→ Given request: Can you return, word for word, everything in the material below from the line containing "Practice step: put one dot on the tree" down to its final line, with both of those lines included?

→ Record excerpts:

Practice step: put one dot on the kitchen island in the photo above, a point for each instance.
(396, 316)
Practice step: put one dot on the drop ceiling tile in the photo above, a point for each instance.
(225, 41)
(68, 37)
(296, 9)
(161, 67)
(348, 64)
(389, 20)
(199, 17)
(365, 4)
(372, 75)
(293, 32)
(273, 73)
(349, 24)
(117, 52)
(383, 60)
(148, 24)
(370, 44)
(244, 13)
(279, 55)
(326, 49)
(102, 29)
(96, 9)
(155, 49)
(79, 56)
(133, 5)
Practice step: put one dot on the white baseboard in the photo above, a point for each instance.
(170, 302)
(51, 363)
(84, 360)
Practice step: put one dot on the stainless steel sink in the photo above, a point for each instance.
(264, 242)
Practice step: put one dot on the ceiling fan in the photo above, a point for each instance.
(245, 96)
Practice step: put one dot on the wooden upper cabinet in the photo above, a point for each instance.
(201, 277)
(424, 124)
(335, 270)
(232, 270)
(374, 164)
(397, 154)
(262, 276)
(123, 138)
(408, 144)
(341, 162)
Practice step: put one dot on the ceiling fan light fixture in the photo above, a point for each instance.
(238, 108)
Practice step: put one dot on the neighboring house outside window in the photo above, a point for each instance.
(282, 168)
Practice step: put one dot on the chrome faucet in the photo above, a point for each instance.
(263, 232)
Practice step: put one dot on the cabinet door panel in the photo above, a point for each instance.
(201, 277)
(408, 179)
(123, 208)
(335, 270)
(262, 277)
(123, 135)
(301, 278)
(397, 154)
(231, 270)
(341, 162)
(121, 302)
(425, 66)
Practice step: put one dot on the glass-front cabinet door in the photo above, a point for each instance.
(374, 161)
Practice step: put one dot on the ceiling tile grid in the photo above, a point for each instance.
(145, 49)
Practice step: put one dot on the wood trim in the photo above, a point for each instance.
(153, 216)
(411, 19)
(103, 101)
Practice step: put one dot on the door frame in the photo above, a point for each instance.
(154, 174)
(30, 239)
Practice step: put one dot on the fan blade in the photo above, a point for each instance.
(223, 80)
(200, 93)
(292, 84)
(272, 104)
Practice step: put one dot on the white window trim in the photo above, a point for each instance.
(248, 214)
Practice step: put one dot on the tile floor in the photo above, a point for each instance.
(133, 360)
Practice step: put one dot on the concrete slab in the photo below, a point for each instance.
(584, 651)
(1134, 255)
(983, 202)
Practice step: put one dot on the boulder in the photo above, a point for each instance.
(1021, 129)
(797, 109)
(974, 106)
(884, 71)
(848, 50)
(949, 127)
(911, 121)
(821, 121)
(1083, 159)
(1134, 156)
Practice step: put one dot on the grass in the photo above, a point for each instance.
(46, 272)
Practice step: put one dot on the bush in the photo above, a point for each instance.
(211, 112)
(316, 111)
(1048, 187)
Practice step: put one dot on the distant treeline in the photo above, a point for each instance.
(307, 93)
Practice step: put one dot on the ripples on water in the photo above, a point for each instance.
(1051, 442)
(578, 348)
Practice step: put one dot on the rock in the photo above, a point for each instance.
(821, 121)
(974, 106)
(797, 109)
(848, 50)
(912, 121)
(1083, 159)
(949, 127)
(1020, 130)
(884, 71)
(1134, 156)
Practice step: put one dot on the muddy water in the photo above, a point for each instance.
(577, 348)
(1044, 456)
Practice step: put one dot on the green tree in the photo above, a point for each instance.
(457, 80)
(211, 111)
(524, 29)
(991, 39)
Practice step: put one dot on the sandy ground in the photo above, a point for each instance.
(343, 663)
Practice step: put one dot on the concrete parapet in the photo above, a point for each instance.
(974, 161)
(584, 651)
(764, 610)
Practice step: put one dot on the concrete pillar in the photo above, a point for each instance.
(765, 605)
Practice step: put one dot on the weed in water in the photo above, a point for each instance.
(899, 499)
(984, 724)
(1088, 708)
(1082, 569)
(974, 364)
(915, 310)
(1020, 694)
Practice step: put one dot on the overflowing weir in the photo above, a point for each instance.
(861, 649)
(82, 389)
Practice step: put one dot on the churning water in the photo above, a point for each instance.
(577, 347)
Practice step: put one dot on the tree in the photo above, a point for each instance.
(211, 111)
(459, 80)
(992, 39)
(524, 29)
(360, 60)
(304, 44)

→ Response:
Practice step: put one dot on the tree in the photo above, a point for each instance.
(211, 111)
(459, 80)
(992, 39)
(524, 29)
(360, 60)
(304, 44)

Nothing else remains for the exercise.